(Records from a collection)
------------------------------------------------------------

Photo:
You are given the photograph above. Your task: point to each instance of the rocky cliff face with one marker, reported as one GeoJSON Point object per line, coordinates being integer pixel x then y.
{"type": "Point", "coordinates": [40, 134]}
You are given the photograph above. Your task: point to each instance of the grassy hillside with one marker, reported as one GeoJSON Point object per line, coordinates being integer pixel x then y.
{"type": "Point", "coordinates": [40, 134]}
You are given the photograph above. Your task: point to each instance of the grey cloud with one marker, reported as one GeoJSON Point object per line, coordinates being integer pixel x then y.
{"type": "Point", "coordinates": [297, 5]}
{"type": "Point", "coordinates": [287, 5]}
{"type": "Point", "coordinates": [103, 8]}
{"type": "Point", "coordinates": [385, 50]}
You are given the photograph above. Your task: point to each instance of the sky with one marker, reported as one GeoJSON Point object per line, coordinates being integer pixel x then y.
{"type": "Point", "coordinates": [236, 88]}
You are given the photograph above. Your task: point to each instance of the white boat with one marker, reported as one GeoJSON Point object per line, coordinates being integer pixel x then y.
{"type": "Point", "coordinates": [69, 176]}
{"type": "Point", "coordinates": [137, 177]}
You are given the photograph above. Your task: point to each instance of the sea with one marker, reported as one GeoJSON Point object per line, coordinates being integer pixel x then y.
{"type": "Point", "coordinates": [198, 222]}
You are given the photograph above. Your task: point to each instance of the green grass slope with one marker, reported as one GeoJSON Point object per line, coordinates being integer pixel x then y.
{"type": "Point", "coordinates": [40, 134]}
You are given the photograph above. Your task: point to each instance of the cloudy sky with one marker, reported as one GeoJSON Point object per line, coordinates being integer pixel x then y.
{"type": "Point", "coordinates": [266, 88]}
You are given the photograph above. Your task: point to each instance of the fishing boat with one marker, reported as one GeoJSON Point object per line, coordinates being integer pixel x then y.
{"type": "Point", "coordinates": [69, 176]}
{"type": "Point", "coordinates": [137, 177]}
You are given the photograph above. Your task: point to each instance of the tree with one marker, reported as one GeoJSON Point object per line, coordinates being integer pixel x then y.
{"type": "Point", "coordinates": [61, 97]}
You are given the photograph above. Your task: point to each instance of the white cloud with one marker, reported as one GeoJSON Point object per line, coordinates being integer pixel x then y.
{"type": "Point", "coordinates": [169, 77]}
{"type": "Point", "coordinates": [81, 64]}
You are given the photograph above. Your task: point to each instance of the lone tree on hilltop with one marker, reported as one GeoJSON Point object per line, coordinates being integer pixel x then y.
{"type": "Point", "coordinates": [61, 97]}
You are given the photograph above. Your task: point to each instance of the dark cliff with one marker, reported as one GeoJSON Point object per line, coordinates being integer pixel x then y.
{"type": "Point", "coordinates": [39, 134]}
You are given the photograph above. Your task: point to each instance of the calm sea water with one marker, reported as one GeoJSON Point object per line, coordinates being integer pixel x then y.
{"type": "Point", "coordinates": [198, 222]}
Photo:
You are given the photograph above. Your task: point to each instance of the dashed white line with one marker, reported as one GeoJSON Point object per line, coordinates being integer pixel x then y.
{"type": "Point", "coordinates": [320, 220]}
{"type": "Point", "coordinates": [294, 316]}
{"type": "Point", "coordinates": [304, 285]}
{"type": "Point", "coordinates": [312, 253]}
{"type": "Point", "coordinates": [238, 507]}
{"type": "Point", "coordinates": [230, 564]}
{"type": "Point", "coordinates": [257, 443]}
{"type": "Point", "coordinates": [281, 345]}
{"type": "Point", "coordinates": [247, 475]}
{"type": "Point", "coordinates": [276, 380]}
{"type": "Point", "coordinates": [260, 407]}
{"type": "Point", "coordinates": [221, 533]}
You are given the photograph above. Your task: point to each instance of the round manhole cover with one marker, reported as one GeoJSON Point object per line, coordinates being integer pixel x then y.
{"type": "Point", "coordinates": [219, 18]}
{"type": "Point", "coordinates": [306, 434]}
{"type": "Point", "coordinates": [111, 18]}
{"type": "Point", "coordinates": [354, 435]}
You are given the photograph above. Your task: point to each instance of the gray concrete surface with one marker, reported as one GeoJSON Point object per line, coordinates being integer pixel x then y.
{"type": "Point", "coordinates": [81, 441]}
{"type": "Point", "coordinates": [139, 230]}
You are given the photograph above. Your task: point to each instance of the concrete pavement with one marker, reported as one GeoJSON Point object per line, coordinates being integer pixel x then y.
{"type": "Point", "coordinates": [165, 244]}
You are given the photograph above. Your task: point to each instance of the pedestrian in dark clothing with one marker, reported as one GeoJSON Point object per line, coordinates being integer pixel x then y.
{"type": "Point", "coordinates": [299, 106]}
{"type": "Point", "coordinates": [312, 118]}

------------------------------------------------------------

Reproduce the lines above verbatim, starting with the line that contains "of the pedestrian" and ending with the last line.

You are given the photograph above. Your task: point to each instance of the pedestrian in dark clothing with one marker, reported as one GeoJSON Point object per line, coordinates being integer pixel x then y.
{"type": "Point", "coordinates": [299, 106]}
{"type": "Point", "coordinates": [312, 118]}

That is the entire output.